─── The records
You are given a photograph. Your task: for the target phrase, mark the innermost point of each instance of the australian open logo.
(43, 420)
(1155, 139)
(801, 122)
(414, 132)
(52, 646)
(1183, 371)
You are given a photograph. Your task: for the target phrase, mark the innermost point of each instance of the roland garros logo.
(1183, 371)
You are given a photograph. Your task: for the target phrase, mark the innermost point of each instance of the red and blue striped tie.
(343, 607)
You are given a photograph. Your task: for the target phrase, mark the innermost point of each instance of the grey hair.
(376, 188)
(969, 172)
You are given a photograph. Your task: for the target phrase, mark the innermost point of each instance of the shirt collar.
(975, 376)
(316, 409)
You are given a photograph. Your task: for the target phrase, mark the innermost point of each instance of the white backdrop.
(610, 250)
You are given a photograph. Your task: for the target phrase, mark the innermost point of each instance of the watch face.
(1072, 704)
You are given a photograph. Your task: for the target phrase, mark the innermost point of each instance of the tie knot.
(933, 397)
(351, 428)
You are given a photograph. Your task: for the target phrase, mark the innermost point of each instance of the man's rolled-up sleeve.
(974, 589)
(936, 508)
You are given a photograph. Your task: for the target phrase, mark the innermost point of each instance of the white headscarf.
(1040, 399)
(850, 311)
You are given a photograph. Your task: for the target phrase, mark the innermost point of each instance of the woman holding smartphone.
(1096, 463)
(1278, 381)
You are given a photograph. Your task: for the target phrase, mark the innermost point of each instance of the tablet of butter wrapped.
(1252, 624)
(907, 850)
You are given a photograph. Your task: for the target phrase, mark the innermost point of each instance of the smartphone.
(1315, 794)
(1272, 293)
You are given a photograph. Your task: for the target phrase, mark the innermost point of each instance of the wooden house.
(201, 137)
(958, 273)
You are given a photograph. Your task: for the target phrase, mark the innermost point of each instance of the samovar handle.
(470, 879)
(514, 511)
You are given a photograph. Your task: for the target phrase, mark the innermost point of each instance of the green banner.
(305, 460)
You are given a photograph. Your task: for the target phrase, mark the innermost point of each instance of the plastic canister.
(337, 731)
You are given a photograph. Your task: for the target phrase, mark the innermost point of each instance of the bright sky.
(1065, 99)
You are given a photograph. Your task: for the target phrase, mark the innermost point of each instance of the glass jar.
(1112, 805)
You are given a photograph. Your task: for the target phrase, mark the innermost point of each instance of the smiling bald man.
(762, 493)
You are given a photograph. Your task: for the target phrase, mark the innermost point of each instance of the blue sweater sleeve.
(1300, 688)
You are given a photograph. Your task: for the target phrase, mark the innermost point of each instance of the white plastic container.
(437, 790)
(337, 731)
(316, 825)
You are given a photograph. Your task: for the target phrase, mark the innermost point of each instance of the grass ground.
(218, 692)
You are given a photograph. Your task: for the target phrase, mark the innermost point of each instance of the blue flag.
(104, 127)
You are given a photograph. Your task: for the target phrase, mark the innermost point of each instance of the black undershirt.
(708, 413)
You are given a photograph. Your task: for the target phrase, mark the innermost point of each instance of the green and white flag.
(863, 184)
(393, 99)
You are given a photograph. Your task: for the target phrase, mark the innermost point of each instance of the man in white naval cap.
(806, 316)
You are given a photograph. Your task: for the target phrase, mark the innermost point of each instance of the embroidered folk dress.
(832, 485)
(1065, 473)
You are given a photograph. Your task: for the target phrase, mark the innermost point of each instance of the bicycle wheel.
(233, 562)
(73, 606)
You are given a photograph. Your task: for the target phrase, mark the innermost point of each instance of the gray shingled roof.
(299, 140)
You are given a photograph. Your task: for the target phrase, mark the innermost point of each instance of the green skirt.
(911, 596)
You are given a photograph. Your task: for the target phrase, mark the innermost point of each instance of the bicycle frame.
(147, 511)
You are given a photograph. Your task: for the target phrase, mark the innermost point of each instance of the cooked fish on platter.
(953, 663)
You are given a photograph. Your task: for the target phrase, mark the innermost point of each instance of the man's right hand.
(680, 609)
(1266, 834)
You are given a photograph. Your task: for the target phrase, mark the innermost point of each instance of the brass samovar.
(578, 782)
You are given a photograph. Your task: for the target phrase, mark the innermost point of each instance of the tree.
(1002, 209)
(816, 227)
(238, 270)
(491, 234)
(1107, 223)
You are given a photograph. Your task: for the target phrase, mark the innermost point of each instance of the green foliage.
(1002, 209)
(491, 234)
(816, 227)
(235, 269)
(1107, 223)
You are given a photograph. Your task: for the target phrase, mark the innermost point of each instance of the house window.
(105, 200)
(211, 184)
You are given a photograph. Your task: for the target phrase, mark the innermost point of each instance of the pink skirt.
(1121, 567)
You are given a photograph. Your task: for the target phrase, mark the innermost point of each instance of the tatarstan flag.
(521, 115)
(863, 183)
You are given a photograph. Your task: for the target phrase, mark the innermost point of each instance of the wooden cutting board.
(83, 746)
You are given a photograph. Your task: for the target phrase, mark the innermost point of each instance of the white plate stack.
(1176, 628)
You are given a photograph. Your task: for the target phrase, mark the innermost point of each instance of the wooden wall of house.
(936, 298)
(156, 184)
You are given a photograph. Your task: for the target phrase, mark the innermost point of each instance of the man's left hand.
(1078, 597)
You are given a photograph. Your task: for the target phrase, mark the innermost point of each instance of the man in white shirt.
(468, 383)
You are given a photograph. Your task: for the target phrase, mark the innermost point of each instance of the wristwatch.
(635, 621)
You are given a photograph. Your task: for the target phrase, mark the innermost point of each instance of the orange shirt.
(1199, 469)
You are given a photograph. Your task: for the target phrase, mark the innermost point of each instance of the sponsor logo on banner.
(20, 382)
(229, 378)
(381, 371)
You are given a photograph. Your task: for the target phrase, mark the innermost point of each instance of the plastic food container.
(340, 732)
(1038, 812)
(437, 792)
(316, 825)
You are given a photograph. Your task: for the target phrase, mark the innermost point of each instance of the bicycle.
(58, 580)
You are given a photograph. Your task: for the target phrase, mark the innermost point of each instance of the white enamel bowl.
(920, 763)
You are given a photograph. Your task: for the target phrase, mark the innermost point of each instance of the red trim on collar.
──────
## What you should do:
Render every line of the listing above as a Markdown table with two columns, Row and Listing line, numbering the rows and omitting any blank lines.

## Response to the task:
| Row | Listing line |
|---|---|
| 1 | You are given a photograph. Your task: for the target phrase, mark the innermost point of each instance of the australian open logo. |
| 2 | (43, 420) |
| 3 | (1155, 139) |
| 4 | (801, 122) |
| 5 | (414, 132) |
| 6 | (52, 646) |
| 7 | (1183, 371) |
| 8 | You are given a photograph. Your task: for the target phrase, mark the innermost point of each instance of the roland garros logo. |
| 9 | (1183, 371) |
| 10 | You are given a photograph. Your task: for the target phrase, mark the innermost point of each instance of the red and blue striped tie. |
| 11 | (343, 607) |
| 12 | You are given a photograph. Your task: for the target phrase, mark the innermost point of each instance of the grey hair. |
| 13 | (376, 188) |
| 14 | (969, 172) |
| 15 | You are given a photograph. Your task: for the target phrase, mark the innermost point of each instance of the shirt collar. |
| 16 | (975, 376) |
| 17 | (316, 409) |
| 18 | You are given a photograph. Your task: for the target phrase, mark the innermost point of each instance of the white backdrop. |
| 19 | (610, 250) |
| 20 | You are given a photograph. Your task: for the target phrase, mark the innermost point of each instance of the watch face. |
| 21 | (1072, 704) |
| 22 | You are given a photograph. Your task: for the target phrase, mark the innermost point of each instance of the tie knot. |
| 23 | (933, 397) |
| 24 | (351, 428) |
| 25 | You are given a photograph. Your task: for the target phrase, mark the innermost point of each instance of the man's rolled-up sleeve. |
| 26 | (974, 589) |
| 27 | (936, 508) |
| 28 | You are given a photograph. Your task: for the target phrase, mark the innermost point of each instance of the white headscarf. |
| 29 | (1040, 399) |
| 30 | (850, 311) |
| 31 | You are given a photograph. Your task: for the target phrase, mark the innermost point of each instance of the woman holding smartphone. |
| 32 | (1096, 463) |
| 33 | (1278, 381) |
| 34 | You are given a photograph. Your task: for the target phrase, mark the innermost point of each instance of the tablet of butter wrapped. |
| 35 | (1252, 624) |
| 36 | (907, 850) |
| 37 | You are given a photograph. Your task: for the target phrase, mark the innermost point of each instance of the smartphone. |
| 38 | (1315, 794) |
| 39 | (1272, 293) |
| 40 | You are given a photograph. Your task: for the target phrase, mark the innermost point of each instance of the wooden house. |
| 41 | (201, 137) |
| 42 | (958, 273) |
| 43 | You are given a photograph. Your task: for the target phrase, mark the innermost point of each instance of the samovar handle. |
| 44 | (470, 879) |
| 45 | (514, 511) |
| 46 | You are given a photograph. Your task: for the target phrase, mark the innermost point of each instance of the green banner. |
| 47 | (305, 460) |
| 48 | You are given a photograph. Your task: for the target phrase, mark the innermost point of each instance of the plastic canister. |
| 49 | (337, 731) |
| 50 | You are given a photograph. Your task: for the target phrase, mark the innermost point of each instance of the bright sky. |
| 51 | (1065, 99) |
| 52 | You are given a photograph. Your task: for the target phrase, mark the innermost point of each instance of the glass jar. |
| 53 | (1112, 805) |
| 54 | You are given a photograph. Your task: for the target phrase, mark the innermost point of each instance of the smiling bald man. |
| 55 | (762, 493) |
| 56 | You are given a photograph. Your task: for the target phrase, mark the innermost point of each instance of the blue sweater sleeve. |
| 57 | (1300, 688) |
| 58 | You are given a photograph. Your task: for the target phrase, mark the innermost point of each instance of the white plastic container. |
| 59 | (437, 790) |
| 60 | (337, 731) |
| 61 | (316, 825) |
| 62 | You are given a photograph. Your task: for the target phrase, mark the innermost point of each instance of the grass ground. |
| 63 | (218, 692) |
| 64 | You are given a photograph. Your task: for the target phrase, mark the innermost point of each instance of the blue flag. |
| 65 | (104, 127) |
| 66 | You are given a photograph. Your task: for the target phrase, mark the innermost point of each instance of the black undershirt. |
| 67 | (708, 413) |
| 68 | You are given a photograph. Your task: for the target phrase, mark the innermost point of each instance of the green and white flag. |
| 69 | (863, 184) |
| 70 | (393, 99) |
| 71 | You are given a photograph. Your task: for the target phrase, mark the innermost point of each instance of the man in white naval cap. |
| 72 | (806, 316) |
| 73 | You are given a photograph. Your task: for the target phrase, mark the innermost point of each instance of the embroidered folk dress. |
| 74 | (832, 485) |
| 75 | (1065, 473) |
| 76 | You are given a photograph. Your task: for the target phrase, mark the innermost point of each instance of the bicycle wheel. |
| 77 | (233, 562) |
| 78 | (73, 606) |
| 79 | You are given a photograph. Your task: for the target phrase, mark the innermost point of each instance of the gray shingled roof. |
| 80 | (299, 140) |
| 81 | You are given a photograph. Your task: for the target phrase, mark the innermost point of each instance of the green skirt. |
| 82 | (911, 596) |
| 83 | You are given a photograph. Your task: for the target phrase, mark the innermost point of each instance of the bicycle frame. |
| 84 | (147, 511) |
| 85 | You are given a photograph. Your task: for the target phrase, mark the innermost point of each instance of the cooked fish on platter. |
| 86 | (953, 663) |
| 87 | You are given a photograph. Your task: for the target phrase, mark the innermost point of each instance of the man's right hand. |
| 88 | (680, 609) |
| 89 | (1266, 834) |
| 90 | You are given a photograph. Your task: for the target phrase, mark the innermost point of each instance of the brass samovar. |
| 91 | (578, 782) |
| 92 | You are given a photograph. Your task: for the target phrase, mark the innermost point of each instance of the tree. |
| 93 | (1002, 209) |
| 94 | (816, 227) |
| 95 | (238, 270) |
| 96 | (491, 234) |
| 97 | (1107, 223) |
| 98 | You are given a photograph. Your task: for the target phrase, mark the innermost point of each instance of the green foliage. |
| 99 | (1002, 209) |
| 100 | (491, 234) |
| 101 | (816, 227) |
| 102 | (235, 269) |
| 103 | (1107, 223) |
| 104 | You are given a photograph. Your task: for the target phrase, mark the innermost point of each instance of the house window. |
| 105 | (105, 200) |
| 106 | (211, 184) |
| 107 | You are given a photograph. Your task: for the target phrase, mark the innermost point of each instance of the pink skirt. |
| 108 | (1121, 567) |
| 109 | You are given a photograph. Your task: for the target phrase, mark the innermost point of each instance of the tatarstan flag. |
| 110 | (521, 115) |
| 111 | (863, 183) |
| 112 | You are given a photograph. Your task: for the target phrase, mark the innermost point of each instance of the wooden cutting board. |
| 113 | (83, 746) |
| 114 | You are given a photograph. Your task: for the target phrase, mark the innermost point of each instance of the white plate stack. |
| 115 | (1176, 628) |
| 116 | You are given a photograph. Your task: for the target phrase, mark the innermost point of each instance of the wooden wall of house. |
| 117 | (936, 298) |
| 118 | (156, 184) |
| 119 | You are given a photograph. Your task: for the target phrase, mark the innermost point of each instance of the man's left hand. |
| 120 | (1078, 597) |
| 121 | You are given a photograph. Your task: for the target phrase, mark the innermost point of each instance of the man in white shirt. |
| 122 | (468, 383) |
| 123 | You are given a photograph. Your task: for the target phrase, mark the innermost point of each instance of the wristwatch. |
| 124 | (635, 621) |
| 125 | You are given a photograph. Your task: for the target phrase, mark the innermost point of each instance of the orange shirt. |
| 126 | (1199, 469) |
| 127 | You are given a photograph. Your task: for the target phrase, mark the innermost point of each instance of the sponsor logo on banner. |
| 128 | (20, 382) |
| 129 | (229, 378) |
| 130 | (381, 371) |
| 131 | You are given a photograph. Your task: for the target phrase, mark the innermost point of each instance of the plastic food container. |
| 132 | (340, 732) |
| 133 | (1038, 812) |
| 134 | (437, 792) |
| 135 | (316, 825) |
| 136 | You are given a photograph. Your task: for the target phrase, mark the innermost point of each instance of the bicycle. |
| 137 | (58, 580) |
| 138 | You are given a photograph. Your task: for the target phrase, mark the innermost point of each instance of the white enamel bowl. |
| 139 | (920, 763) |
| 140 | You are given a photograph. Your task: for the target phrase, mark the innermost point of each instance of the red trim on collar. |